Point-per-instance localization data
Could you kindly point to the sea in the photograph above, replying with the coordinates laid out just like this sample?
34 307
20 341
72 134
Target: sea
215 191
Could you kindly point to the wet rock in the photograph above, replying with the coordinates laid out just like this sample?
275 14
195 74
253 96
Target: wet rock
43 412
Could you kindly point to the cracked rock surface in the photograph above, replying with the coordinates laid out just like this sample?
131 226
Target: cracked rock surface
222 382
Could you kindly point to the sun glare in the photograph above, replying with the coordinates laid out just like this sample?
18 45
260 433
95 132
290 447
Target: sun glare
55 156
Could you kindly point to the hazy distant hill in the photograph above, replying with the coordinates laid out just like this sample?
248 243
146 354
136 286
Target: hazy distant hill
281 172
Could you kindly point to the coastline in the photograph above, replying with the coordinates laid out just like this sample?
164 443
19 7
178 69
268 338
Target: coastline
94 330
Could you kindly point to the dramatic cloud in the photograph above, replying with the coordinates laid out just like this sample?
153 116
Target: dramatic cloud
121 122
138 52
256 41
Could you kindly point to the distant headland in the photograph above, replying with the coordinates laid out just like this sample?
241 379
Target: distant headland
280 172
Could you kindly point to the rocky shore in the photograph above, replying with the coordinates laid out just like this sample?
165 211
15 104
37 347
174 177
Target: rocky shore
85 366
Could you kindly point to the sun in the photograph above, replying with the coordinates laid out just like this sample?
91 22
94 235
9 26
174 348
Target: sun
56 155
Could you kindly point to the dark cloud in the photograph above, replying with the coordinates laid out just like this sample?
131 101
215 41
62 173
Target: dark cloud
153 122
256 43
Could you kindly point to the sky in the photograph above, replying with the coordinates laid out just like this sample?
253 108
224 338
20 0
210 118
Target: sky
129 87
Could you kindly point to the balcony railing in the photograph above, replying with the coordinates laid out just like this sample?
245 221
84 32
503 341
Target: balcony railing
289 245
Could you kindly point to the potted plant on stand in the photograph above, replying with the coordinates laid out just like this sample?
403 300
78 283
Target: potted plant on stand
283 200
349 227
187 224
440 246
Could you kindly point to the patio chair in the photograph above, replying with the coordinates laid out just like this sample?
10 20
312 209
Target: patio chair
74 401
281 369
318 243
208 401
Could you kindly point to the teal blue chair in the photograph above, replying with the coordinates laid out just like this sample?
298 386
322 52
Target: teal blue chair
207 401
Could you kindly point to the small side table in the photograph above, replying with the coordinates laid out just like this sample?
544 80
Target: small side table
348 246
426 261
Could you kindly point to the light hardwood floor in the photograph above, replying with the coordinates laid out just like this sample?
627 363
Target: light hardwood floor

## Your objective
Where a line above contains the string "hardwood", tally it, then give the number alone.

## Solution to this exercise
2